> **Task instructions**
Each line of the listing that holds "handle" counts once; report how many there are, and nothing more.
========
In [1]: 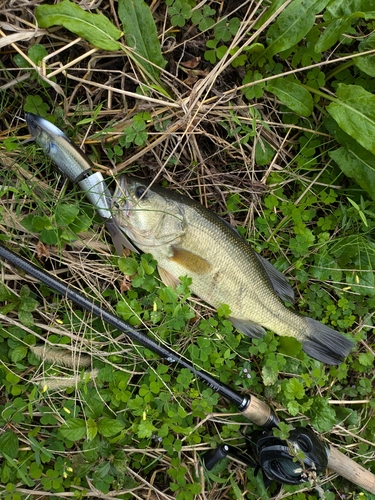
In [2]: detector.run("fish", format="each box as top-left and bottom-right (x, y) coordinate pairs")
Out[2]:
(25, 113), (137, 254)
(112, 176), (355, 365)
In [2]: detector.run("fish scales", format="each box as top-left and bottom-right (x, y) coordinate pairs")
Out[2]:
(113, 177), (355, 365)
(163, 201), (289, 328)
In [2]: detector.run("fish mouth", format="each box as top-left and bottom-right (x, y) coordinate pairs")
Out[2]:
(111, 176), (156, 248)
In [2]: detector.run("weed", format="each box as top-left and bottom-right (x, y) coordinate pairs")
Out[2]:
(1, 0), (375, 499)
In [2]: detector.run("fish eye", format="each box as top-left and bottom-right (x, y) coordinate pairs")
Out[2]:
(135, 186), (147, 199)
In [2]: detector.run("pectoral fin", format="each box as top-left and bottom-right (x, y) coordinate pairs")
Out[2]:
(158, 266), (180, 288)
(170, 246), (211, 274)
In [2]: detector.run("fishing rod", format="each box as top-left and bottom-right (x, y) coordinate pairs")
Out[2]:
(0, 242), (374, 494)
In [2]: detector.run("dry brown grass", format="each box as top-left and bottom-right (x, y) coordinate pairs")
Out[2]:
(1, 1), (374, 499)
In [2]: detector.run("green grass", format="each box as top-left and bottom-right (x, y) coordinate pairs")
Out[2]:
(0, 1), (375, 499)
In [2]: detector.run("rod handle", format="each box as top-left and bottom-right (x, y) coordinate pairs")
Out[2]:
(328, 445), (375, 494)
(241, 395), (278, 429)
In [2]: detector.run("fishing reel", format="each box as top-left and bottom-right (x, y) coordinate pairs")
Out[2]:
(202, 426), (328, 486)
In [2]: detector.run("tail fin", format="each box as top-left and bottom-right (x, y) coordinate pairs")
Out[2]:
(301, 318), (354, 365)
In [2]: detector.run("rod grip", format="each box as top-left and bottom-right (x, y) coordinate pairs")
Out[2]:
(328, 445), (375, 494)
(241, 395), (278, 429)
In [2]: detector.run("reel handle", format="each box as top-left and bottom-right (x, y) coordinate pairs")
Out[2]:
(203, 445), (230, 470)
(328, 446), (375, 494)
(202, 444), (257, 471)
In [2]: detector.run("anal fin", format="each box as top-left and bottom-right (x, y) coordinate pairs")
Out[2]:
(230, 317), (266, 339)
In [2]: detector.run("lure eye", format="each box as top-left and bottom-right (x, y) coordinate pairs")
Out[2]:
(28, 118), (38, 134)
(135, 186), (146, 199)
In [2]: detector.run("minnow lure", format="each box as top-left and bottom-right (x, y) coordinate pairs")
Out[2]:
(26, 113), (137, 254)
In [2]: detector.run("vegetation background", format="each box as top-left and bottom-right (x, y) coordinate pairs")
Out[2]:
(0, 0), (375, 498)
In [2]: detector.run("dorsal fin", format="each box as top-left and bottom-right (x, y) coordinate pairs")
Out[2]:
(255, 253), (295, 304)
(218, 216), (295, 304)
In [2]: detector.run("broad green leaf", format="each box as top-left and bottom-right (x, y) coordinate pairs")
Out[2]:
(267, 79), (313, 116)
(358, 351), (374, 366)
(314, 16), (353, 53)
(309, 397), (336, 432)
(69, 212), (92, 234)
(261, 364), (278, 386)
(141, 255), (156, 275)
(6, 372), (20, 384)
(327, 84), (375, 155)
(327, 0), (374, 17)
(329, 147), (375, 201)
(40, 228), (59, 245)
(355, 32), (375, 77)
(137, 419), (157, 438)
(28, 44), (49, 65)
(0, 431), (19, 459)
(24, 95), (50, 117)
(253, 0), (286, 30)
(285, 378), (305, 400)
(278, 336), (302, 357)
(0, 283), (14, 301)
(55, 204), (80, 226)
(118, 257), (139, 275)
(87, 417), (98, 441)
(118, 0), (167, 82)
(35, 0), (122, 51)
(20, 296), (38, 312)
(326, 116), (375, 200)
(11, 345), (28, 363)
(311, 253), (343, 282)
(32, 215), (51, 231)
(355, 54), (375, 78)
(18, 310), (34, 327)
(345, 241), (375, 297)
(60, 418), (87, 441)
(97, 417), (124, 437)
(255, 139), (275, 166)
(266, 0), (330, 58)
(287, 400), (300, 416)
(335, 407), (359, 427)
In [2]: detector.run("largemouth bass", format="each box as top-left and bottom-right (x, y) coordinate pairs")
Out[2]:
(26, 113), (136, 254)
(112, 177), (354, 365)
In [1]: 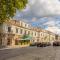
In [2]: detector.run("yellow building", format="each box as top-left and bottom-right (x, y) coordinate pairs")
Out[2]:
(0, 19), (58, 47)
(38, 29), (56, 43)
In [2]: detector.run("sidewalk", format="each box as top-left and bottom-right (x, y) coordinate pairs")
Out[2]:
(0, 45), (29, 50)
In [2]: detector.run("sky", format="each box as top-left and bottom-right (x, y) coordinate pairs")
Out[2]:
(14, 0), (60, 35)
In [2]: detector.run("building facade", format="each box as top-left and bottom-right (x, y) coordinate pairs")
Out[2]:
(0, 20), (58, 47)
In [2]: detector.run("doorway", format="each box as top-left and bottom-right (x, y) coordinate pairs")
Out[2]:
(7, 39), (12, 45)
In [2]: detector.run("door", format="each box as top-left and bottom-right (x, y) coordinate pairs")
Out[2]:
(7, 39), (12, 45)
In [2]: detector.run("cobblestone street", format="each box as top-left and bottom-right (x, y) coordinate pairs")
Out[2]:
(0, 46), (60, 60)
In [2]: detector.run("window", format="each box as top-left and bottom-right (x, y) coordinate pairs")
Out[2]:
(21, 22), (23, 26)
(16, 28), (18, 33)
(25, 24), (27, 27)
(41, 33), (42, 36)
(24, 30), (27, 34)
(20, 29), (23, 34)
(8, 27), (11, 32)
(37, 39), (39, 42)
(33, 40), (34, 42)
(41, 33), (43, 36)
(28, 31), (30, 35)
(32, 32), (33, 36)
(35, 32), (36, 36)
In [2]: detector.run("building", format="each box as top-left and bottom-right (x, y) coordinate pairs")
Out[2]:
(0, 19), (58, 47)
(38, 29), (56, 43)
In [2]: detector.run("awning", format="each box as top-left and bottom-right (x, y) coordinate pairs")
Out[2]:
(22, 34), (32, 40)
(16, 35), (32, 41)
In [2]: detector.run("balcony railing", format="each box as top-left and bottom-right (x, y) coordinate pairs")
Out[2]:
(7, 30), (13, 34)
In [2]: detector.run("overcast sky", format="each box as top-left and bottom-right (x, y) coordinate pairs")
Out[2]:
(14, 0), (60, 35)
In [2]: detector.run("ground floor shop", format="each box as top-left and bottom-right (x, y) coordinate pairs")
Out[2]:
(0, 33), (56, 48)
(15, 40), (30, 45)
(0, 33), (31, 47)
(0, 39), (30, 47)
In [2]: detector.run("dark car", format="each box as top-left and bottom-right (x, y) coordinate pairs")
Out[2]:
(37, 42), (51, 47)
(53, 41), (60, 46)
(46, 42), (51, 46)
(37, 42), (47, 47)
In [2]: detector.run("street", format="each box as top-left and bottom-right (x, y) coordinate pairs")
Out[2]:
(0, 46), (60, 60)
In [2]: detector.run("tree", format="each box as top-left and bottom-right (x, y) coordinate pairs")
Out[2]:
(0, 0), (28, 23)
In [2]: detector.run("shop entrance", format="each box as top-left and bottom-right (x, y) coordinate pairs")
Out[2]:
(7, 39), (12, 45)
(15, 40), (30, 45)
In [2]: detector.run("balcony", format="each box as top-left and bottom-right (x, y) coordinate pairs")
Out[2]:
(7, 30), (15, 36)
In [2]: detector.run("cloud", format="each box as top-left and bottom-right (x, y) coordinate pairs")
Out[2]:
(15, 0), (60, 18)
(44, 17), (60, 27)
(44, 18), (56, 26)
(46, 26), (60, 35)
(14, 0), (60, 34)
(16, 0), (60, 20)
(44, 17), (60, 34)
(29, 0), (60, 17)
(31, 17), (37, 22)
(15, 0), (60, 19)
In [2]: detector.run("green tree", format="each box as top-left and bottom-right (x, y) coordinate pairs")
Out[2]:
(0, 0), (28, 23)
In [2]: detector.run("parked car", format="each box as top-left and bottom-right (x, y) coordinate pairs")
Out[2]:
(53, 41), (60, 46)
(37, 42), (47, 47)
(37, 42), (51, 47)
(46, 42), (51, 46)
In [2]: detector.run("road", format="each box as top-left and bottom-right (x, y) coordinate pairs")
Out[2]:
(0, 46), (60, 60)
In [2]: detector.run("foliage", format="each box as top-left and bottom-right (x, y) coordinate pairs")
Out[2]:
(0, 0), (28, 23)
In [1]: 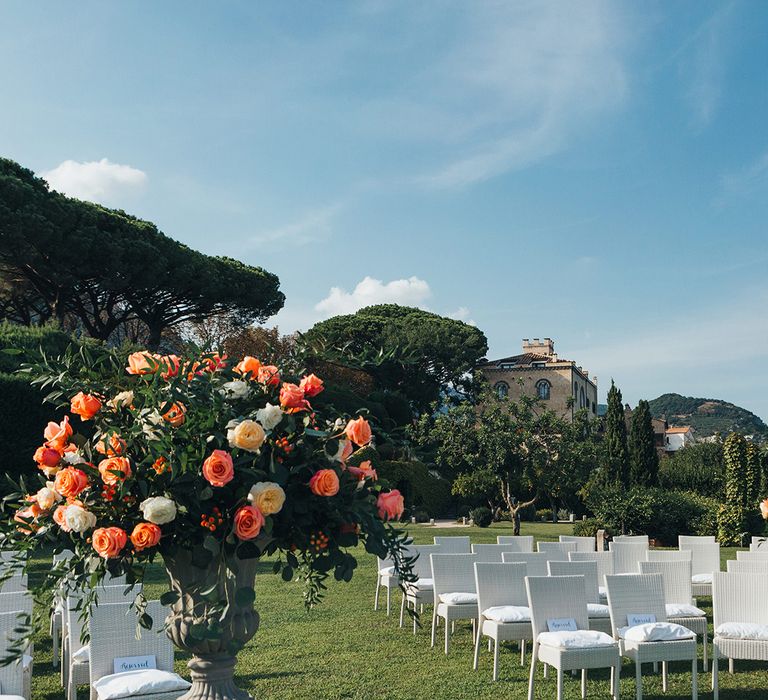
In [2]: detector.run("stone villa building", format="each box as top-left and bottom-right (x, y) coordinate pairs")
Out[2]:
(477, 338), (598, 421)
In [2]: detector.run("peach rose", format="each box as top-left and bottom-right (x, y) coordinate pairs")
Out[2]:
(159, 354), (181, 379)
(53, 467), (89, 499)
(34, 445), (62, 468)
(299, 374), (324, 398)
(377, 490), (404, 521)
(761, 498), (768, 520)
(126, 351), (158, 375)
(348, 460), (378, 482)
(162, 402), (187, 427)
(96, 434), (126, 456)
(53, 504), (71, 532)
(98, 457), (132, 485)
(36, 485), (60, 511)
(70, 392), (102, 420)
(233, 505), (265, 540)
(279, 383), (310, 413)
(44, 417), (73, 451)
(92, 527), (128, 559)
(202, 450), (234, 487)
(227, 420), (266, 453)
(203, 353), (228, 372)
(130, 522), (162, 552)
(345, 417), (372, 447)
(235, 356), (262, 379)
(15, 504), (41, 533)
(257, 365), (281, 387)
(248, 482), (286, 515)
(309, 469), (340, 497)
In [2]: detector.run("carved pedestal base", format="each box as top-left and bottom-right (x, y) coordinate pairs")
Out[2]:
(178, 655), (253, 700)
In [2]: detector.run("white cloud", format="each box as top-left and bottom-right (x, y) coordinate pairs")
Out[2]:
(42, 158), (146, 204)
(448, 306), (476, 326)
(315, 276), (432, 317)
(247, 203), (343, 246)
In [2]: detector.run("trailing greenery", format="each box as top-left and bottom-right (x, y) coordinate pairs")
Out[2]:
(603, 381), (629, 487)
(628, 399), (659, 486)
(658, 442), (724, 497)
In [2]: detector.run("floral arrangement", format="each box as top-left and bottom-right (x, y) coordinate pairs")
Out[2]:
(0, 344), (412, 656)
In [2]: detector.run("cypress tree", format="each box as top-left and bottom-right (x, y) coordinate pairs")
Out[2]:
(604, 380), (630, 487)
(628, 399), (659, 486)
(718, 432), (749, 545)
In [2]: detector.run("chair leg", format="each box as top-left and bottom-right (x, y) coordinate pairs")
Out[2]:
(444, 615), (450, 655)
(492, 638), (500, 681)
(544, 663), (549, 679)
(527, 645), (538, 700)
(386, 586), (391, 616)
(728, 657), (734, 674)
(613, 662), (621, 700)
(692, 656), (698, 700)
(635, 661), (643, 700)
(520, 638), (526, 666)
(662, 660), (668, 692)
(399, 593), (406, 628)
(557, 667), (564, 700)
(67, 676), (77, 700)
(473, 624), (482, 671)
(413, 602), (418, 635)
(581, 668), (587, 699)
(374, 579), (380, 610)
(430, 610), (438, 648)
(702, 629), (708, 671)
(712, 644), (719, 699)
========
> **Reply to the exercise**
2